Passage provided →
--------------------------------------------------

Although prior, similar injuries are not a prerequisite for finding that Defendant was negligent, their sparsity or non-occurrence is not irrelevant. Plaintiff's concerns about confusing the jury are more properly remedied through jury instructions, not by barring relevant evidence.
The Court thoroughly reviewed the parties' arguments and held a hearing on the matter a year ago. At that time, the Court believed that the issues in dispute might narrow as the parties prepared for trial and better determined precisely what testimony might be provided at trial and, consequently, whether any of it was legitimately objectionable. The Court therefore denied the motion without prejudice and anticipated a narrower challenge when renewed. Unfortunately, the present motion is no more narrow, and raises the same three issues. The filing is accordingly in all likelihood sanctionable.
Dr. Wojcik is a biomechanical engineer, and her expert testimony is therefore limited to that discipline. She may apply the general principles of biomechanics to the facts in the case and opine on how a hypothetical person's body would respond to particular forces and what types of injuries would result. She may not testify about the cause of Plaintiff's specific injuries.

--------------------------------------------------

[Records from a dataset]
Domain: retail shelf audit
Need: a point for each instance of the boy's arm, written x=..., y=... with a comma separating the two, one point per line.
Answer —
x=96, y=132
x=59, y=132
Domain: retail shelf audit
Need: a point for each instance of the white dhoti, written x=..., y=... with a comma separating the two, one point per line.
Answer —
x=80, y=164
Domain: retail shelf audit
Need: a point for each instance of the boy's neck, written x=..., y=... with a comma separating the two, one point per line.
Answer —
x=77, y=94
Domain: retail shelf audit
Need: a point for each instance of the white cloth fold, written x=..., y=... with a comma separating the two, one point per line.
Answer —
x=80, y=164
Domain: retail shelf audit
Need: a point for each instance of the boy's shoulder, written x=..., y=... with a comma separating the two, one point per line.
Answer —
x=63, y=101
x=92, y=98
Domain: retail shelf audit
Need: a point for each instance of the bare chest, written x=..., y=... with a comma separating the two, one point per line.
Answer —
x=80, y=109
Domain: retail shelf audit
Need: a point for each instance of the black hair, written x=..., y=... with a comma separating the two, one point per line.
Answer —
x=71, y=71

--------------------------------------------------

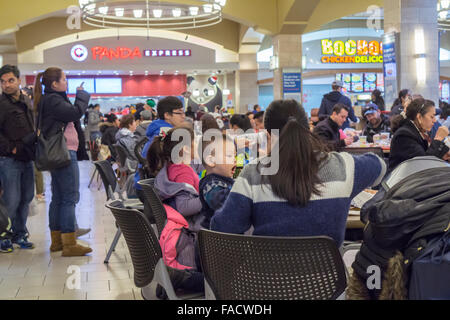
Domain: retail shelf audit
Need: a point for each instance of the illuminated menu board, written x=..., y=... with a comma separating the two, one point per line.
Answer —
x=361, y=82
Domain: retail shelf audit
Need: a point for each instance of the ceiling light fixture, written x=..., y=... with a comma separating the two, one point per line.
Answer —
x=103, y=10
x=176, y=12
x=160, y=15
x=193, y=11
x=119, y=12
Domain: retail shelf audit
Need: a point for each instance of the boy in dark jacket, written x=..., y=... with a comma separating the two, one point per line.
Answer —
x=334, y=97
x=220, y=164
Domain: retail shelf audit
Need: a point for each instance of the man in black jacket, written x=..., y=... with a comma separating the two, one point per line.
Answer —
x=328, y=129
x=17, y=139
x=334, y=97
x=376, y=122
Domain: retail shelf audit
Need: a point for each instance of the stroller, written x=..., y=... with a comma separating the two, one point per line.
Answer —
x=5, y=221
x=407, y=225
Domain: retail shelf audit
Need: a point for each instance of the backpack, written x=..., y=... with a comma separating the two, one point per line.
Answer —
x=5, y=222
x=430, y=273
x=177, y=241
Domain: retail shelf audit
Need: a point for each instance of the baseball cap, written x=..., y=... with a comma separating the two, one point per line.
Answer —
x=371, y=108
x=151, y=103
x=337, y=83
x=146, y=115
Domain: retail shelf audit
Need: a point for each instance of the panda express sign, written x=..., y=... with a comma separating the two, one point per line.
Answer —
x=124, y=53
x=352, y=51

--------------------------------------------------

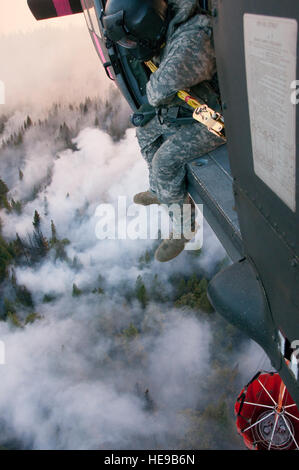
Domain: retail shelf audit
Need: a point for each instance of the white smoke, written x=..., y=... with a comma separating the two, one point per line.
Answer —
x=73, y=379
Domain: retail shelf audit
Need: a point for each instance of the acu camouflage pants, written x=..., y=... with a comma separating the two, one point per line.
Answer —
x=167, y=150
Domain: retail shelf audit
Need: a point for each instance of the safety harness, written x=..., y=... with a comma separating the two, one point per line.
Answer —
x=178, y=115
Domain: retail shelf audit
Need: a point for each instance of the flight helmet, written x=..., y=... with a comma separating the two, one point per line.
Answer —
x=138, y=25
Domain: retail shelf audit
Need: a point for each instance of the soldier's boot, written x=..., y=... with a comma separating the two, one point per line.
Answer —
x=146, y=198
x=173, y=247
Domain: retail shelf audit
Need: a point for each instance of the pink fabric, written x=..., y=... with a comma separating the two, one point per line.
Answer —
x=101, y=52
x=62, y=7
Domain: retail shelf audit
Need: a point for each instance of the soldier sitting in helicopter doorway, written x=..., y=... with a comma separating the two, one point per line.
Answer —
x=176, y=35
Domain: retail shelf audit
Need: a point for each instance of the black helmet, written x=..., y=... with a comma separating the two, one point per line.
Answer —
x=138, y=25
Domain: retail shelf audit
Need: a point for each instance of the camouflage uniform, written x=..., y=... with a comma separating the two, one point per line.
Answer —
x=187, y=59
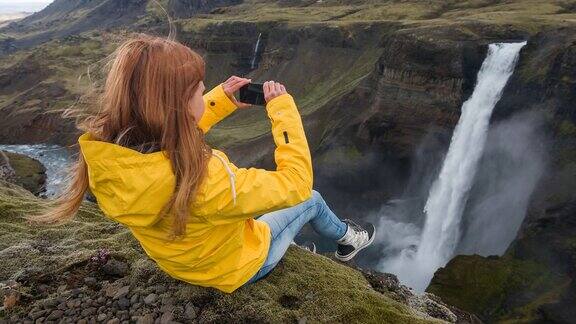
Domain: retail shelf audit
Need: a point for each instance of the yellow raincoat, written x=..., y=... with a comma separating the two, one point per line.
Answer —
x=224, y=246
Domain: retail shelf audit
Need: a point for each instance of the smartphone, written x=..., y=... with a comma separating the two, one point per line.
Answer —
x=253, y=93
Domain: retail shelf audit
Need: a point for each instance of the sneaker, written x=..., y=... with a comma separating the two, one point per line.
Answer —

--------------------------------------------------

Required action A →
From the court ruling above, write out the passage that begins at the words "Although prior, similar" and stops after the words "all likelihood sanctionable.".
Required action B →
According to the court ruling above, how did the Court dispose of the motion when it first heard the matter a year ago?
Required action C →
Summarize the court ruling above in two sentences.

Written answer A →
Although prior, similar injuries are not a prerequisite for finding that Defendant was negligent, their sparsity or non-occurrence is not irrelevant. Plaintiff's concerns about confusing the jury are more properly remedied through jury instructions, not by barring relevant evidence.
The Court thoroughly reviewed the parties' arguments and held a hearing on the matter a year ago. At that time, the Court believed that the issues in dispute might narrow as the parties prepared for trial and better determined precisely what testimony might be provided at trial and, consequently, whether any of it was legitimately objectionable. The Court therefore denied the motion without prejudice and anticipated a narrower challenge when renewed. Unfortunately, the present motion is no more narrow, and raises the same three issues. The filing is accordingly in all likelihood sanctionable.

Written answer B →
The Court denied the motion without prejudice.

Written answer C →
The Court says that the sparsity or non-occurrence of prior, similar injuries is relevant and that worries about confusing the jury should be handled through jury instructions. It also notes that the renewed motion is no narrower than the one it denied a year ago, and it limits Dr. Wojcik to biomechanical testimony that does not address the cause of Plaintiff's specific injuries.